* Short exercise 1:
Answer these from the passage on Exodus 6:2-3, one answer per line, marked to match:
(a) Which Hebrew prefix does it say means 'as'?
(b) What label is listed for the preposition under the original Hebrew text?
(c) Besides 'image,' what English word can the Greek εἰκὼν be translated as?
* Short exercise 2: Name every Bible reference cited by chapter and verse in the passage on Exodus 6:2-3.
* Short exercise 3: Carry the passage on Exodus 6:2-3 forward from its final sentence.

We can know this is true because in Exodus 6:2-3 the preposition on the word בְּאֵ֣ל means either ‘in’, ‘at’ or ‘with’ in the ancient Hebrew (https://en.wiktionary.org/wiki/%D7%91%D6%BE). It does not mean ‘as’ because כְּ is the prefix which means ‘as’ (8af3842462324e4d5443b28852f9368b3e9aa672.html). If you look at the blue parts of speech under the original Hebrew text the preposition is listed as Prep-b. Prep-b, according to the Hebrew parsing, means ‘in’ (https://biblehub.com/hebrewparse.htm). Therefore, the verse does not read:

….. I am Yahweh and I appeared to Abraham, to Isaac and to Jacob as El Shaddai…

Rather, the verse reads as:

….I am Yahweh and I appeared to Abraham, to Isaac and to Jacob in El Shaddai…

In the ancient world people believed that if they made an image of a god, that the god came and lived inside of the image. They must have gotten this idea from God, because God the Father is living within the Holy Spirit, El Shaddai.

Jesus confirms that the Father is in the Holy Spirit when He says:

22 I have given them the glory that you gave me, that they may be one as we are one— 23 I in them and you in me—so that they may be brought to complete unity.

John 17:22-23a

The apostle Paul understood that the Father and the Holy Spirit are One because the Holy Spirit is the image of the Father (Colossians 1:15). In fact, the Greek word εἰκὼν, which was used by Paul in Colossians 1:15, and is translated ‘image,’ can also be translated as the word ‘statue’. When the Holy Spirit manifests in His angelic form it is as if He is the statue within Whom the Father is living.

* Data:
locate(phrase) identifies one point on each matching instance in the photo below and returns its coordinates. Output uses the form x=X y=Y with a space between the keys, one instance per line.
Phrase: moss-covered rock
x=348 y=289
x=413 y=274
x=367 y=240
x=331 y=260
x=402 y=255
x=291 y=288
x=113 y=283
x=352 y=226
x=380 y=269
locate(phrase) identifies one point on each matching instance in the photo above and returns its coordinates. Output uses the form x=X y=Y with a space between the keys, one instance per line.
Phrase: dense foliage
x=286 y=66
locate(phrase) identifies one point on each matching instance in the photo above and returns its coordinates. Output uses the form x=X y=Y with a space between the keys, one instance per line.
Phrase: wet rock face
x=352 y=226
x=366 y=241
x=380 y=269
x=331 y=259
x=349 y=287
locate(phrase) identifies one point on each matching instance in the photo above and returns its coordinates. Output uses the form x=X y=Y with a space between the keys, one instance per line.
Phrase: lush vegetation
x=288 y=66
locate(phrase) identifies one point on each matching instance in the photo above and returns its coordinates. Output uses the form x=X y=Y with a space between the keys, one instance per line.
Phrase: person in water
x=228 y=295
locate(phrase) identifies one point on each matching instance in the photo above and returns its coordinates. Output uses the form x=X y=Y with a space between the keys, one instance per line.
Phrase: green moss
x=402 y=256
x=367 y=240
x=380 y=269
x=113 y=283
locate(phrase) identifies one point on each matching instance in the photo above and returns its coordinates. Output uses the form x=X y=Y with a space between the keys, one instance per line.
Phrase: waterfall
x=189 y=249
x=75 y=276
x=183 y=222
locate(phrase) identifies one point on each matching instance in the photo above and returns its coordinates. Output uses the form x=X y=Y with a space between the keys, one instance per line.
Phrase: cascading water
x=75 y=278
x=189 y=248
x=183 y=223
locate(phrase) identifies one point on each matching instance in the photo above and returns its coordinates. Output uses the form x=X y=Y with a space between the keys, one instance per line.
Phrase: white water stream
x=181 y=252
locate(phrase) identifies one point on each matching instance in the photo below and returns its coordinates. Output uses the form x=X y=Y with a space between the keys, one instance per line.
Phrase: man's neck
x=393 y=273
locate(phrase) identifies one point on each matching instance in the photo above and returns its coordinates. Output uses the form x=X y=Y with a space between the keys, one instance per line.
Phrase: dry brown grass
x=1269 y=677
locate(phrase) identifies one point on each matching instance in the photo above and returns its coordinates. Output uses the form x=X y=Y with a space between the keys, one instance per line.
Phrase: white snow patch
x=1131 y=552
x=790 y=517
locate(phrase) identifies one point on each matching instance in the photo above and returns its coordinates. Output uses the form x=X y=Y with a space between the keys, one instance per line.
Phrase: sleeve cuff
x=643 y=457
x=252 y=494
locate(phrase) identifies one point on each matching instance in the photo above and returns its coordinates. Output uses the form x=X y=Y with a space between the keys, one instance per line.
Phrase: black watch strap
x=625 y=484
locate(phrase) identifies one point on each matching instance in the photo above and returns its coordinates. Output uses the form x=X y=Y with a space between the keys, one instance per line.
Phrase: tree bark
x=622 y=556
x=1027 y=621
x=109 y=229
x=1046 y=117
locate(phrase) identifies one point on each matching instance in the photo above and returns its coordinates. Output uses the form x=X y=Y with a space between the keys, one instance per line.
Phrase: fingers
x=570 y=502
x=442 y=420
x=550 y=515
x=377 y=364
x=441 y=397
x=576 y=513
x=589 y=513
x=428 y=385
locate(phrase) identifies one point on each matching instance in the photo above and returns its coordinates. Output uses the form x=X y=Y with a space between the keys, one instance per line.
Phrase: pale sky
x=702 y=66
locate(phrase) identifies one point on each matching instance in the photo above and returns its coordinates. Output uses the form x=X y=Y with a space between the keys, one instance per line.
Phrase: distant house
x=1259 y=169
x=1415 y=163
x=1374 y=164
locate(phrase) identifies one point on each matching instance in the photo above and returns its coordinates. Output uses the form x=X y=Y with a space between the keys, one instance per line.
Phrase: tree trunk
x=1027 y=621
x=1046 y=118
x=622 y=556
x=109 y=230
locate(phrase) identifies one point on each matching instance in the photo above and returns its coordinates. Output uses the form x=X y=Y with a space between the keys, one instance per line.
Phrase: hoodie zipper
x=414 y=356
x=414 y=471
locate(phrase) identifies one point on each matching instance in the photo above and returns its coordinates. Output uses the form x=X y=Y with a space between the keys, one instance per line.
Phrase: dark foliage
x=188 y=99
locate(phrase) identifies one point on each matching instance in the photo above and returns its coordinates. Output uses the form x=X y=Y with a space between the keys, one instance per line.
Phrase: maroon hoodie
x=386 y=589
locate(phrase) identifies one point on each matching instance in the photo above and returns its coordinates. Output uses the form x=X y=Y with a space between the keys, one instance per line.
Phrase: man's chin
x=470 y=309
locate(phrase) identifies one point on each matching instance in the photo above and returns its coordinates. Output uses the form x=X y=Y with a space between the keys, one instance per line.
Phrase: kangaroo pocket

* Exercise output 1:
(a) כְּ
(b) Prep-b
(c) 'statue'

* Exercise output 2:
Exodus 6:2-3
John 17:22-23a
Colossians 1:15

* Exercise output 3:
If the reader finds what I am saying confusing, please refer to my article about the Holy Spirit in which I discuss the fact that the Holy Spirit is an angel https://www.topicsinbiblicalstudies.com/the-holy-spirit-2/. This Angel is called the Angel of Yahweh in the Old Testament and was also called El Shaddai, Yahweh (the visible Yahweh), the Word of God and the Ancient of Days. If what I am saying sounds unbelievable to you, consider Hebrews 1:7 which says that the Father makes His angels ‘winds’. Also, I am sure that you agree that Satan is a fallen angel. We know that Satan entered Judas Iscariot in order to make him betray Jesus. This indicates that an angel is able to become a type of spiritual wind and enter a person’s body and motivate them to act in a particular manner. Therefore, it is absolutely scriptural that the Holy Spirit is an angel Who the Father can transform into a Holy Wind to indwell the believer and to assist the believer to live righteously.

The image of God, The Holy Spirit, appears in the Old Testament as: the Angel of Yahweh; the Word of Yahweh; the Ancient of Days; the Cloud Rider; the Torch and Furnace during the creation of the Abrahamic covenant; the Cloud and the Pillar of Fire in the wilderness, the Fire on Mount Sinai, Yahweh Who was seen by the elders of Israel at Mount Sinai; the Rock providing water in the desert, the Commander of the Lord’s army; Yahweh Who was seen by Isaiah and Ezekiel; the Flame in the burning bush; the Word of God which came to the prophets and the Rainbow of Promise after the flood of Noah https://www.topicsinbiblicalstudies.com/the-holy-spirit-2/. This is what Jesus revealed to the two disciples on the road to Emmaus. How was it that He could appear in so many different forms? The reason for this is that the Holy Spirit is an angel and and angels can change their form (Hebrews 1:7).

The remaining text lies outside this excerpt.